──────── Document segment ────────

We turn again to the notion of those threads, of mending, of weaving strong spaces with spirits of water and sky, in community with all the elemental forces and children of Mother Earth.
Today’s featured work embodies both process and result, the practice of weaving of elemental gifts coupled with patience and a willingness to be grateful for what is possible now while we work to reclaim the rest. From its description in the relevant section of the Bracelets Gallery here on the site:

When the Water Comes Cuff Bracelet
Pond or lake, rain or river, the ebb and flow of the tides: When the water comes, it comes as the First Medicine. Wings honors the medicine as he summons the rains and the pooled waters of the bluest of lakes with this cuff, hand-wrought in eighteen-gauge sterling silver. The band is hand-scored on either side and hand-stamped in a repeating pattern of radiant crescents connected by tiny sacred hoops; between the scored borders is a flowing water motif, connected at the ends by tiny petals in flower. The space between stampwork and edge is hand-texturized on either side, via hundreds of tiny dots struck individually by hand. At the center, elevated slightly from the bands surface, sits a breathtaking cabochon of lapis lazuli, set into a scalloped bezel and trimmed in twisted silver to offset its extraordinary cobalt blue infused with shimmering pyrite. The focal stone is flanked on either side by a pair of Skystones, each a small square of Sleeping Beauty turquoise, surface freeform in texture, color the blue of the desert sky adrift with more bits of pyrite amid an inky black matrix. The band is 6″ long by 1-3/16″ across; the bezel for the focal cabochon is 1-1/2″ long by 1-1/4″ across at the widest point; the focal lapis cabochon is 1-1/4″ long by 1″ across at the widest point; Square Sleeping Beauty cabochons are each 7/16″ across (all dimensions approximate). Other views shown below.
Sterling silver; lapis lazuli; Sleeping Beauty turquoise
$1,500 + shipping, handling, and insurance
This one is a personal favorite, and despite the glorious blues that adorn it, it’s not really the stones that give it that status: it’s the stampwork.
This is a masterpiece of freehand scorework and stampwork and texturization, lines deep and even, curves and arcs flowing and perfectly. matched, the textured edging deep and freeform and meticulous covering every millimeter of the space designated as its own.

────────

- _Check your understanding_:
1. Transcribe the bracelet post between "Sterling silver; lapis" and "as its own.", inclusive.
2. Write the next part of the bracelet post, picking up right after its last sentence.
The listing that comes next has nothing to do with the bracelet post.

──────── Recorded data ────────

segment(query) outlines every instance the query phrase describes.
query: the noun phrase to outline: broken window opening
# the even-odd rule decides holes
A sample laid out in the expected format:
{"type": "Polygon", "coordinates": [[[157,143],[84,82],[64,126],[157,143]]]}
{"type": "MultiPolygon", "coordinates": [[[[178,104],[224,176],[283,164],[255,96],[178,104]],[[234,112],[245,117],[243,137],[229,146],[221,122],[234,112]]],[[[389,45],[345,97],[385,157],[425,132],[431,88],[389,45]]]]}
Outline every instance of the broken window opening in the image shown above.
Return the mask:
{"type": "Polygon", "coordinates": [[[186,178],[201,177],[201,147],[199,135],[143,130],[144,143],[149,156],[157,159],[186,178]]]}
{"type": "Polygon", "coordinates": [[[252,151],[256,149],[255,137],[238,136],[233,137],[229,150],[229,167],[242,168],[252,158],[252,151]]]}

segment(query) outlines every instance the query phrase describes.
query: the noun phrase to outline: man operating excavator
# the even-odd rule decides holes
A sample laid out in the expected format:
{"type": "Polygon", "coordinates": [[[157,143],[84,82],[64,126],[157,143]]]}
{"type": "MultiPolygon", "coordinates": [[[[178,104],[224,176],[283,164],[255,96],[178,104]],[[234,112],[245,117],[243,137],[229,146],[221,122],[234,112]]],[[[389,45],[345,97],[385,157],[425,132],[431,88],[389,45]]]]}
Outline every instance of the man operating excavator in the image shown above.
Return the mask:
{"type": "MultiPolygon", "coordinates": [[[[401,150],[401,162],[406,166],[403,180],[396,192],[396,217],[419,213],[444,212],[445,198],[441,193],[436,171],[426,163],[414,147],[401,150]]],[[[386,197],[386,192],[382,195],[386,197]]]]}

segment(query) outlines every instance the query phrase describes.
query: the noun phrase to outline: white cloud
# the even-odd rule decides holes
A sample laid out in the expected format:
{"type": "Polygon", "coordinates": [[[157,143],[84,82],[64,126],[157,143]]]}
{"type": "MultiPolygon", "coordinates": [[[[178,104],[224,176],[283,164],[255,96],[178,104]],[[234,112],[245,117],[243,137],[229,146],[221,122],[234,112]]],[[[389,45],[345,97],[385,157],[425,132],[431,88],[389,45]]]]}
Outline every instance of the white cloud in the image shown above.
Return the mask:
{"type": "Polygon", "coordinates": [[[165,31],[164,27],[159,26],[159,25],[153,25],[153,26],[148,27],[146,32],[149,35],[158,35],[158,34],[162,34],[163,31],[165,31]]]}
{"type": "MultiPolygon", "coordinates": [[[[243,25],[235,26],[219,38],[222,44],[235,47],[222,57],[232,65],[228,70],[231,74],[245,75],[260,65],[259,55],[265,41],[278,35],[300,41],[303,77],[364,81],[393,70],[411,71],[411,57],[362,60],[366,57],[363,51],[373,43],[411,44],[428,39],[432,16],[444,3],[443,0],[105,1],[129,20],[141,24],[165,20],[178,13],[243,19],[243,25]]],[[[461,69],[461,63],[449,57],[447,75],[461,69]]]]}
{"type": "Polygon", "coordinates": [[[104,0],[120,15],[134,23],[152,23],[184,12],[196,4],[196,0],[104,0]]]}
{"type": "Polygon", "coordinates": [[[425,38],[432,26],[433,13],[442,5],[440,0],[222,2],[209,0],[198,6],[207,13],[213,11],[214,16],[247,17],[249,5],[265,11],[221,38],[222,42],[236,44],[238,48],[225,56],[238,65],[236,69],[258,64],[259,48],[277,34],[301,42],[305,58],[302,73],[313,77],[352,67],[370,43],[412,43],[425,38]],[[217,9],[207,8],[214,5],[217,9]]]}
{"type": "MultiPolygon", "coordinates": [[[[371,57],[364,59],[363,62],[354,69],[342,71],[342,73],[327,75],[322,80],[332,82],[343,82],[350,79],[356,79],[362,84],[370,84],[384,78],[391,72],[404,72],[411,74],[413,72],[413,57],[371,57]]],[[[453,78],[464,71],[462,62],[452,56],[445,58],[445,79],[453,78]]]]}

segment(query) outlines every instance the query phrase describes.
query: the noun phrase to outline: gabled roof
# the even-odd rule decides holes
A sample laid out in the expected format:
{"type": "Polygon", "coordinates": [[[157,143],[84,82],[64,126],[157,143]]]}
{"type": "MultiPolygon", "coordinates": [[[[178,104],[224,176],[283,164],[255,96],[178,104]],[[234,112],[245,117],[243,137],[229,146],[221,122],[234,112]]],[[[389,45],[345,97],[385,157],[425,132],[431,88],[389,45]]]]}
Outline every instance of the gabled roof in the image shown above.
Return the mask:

────────

- _Exercise answers_:
1.
Sterling silver; lapis lazuli; Sleeping Beauty turquoise
$1,500 + shipping, handling, and insurance
This one is a personal favorite, and despite the glorious blues that adorn it, it’s not really the stones that give it that status: it’s the stampwork.
This is a masterpiece of freehand scorework and stampwork and texturization, lines deep and even, curves and arcs flowing and perfectly. matched, the textured edging deep and freeform and meticulous covering every millimeter of the space designated as its own.

2.
And it reminds me where the true strength in weaving lies.
It’s a truth our peoples have always known, despite the colonial worlds’ best efforts to erase it from our memories. Our strength lies not in our individual strands, our separate filaments and threads and fibers and strips. Nor does it lie in the simple act of combining. Coming together is not enough; colonial governance should have taught the whole world that by now, and yet it continues to avert its eyes from this simple and fundamental truth.
No, our real power exists in the ways that our combining, cooperating, collaborating, conspiring in community increases our strength. One thread is fragile. One hundred threads arrayed in parallel, touching, perhaps glued together? Yes, the whole is “stronger” in the sense that it contains the sum of each individual thread’s power. But it is only equal to the sum of its parts.
Weaving does the opposite. Weaving multiplies strength: It turns the combination of individual threads into something far stronger, far more resistant to breakage than any mere sum of them could ever do without sharing of themselves.
And this is how we heal our world: Not by allowing ourselves to be misled by the false prophets of colonialism, but by working on those small spaces within our control, in community with each, weaving our powers and skills and talents and resources into a blanket that no outside force can tear. We do it by treating the other forces of our world, the elemental powers, the children of earth and cosmos alike as equal, in community with us.
We do it by weaving strong spaces with spirits of water and sky, and all the other forces that animate our world.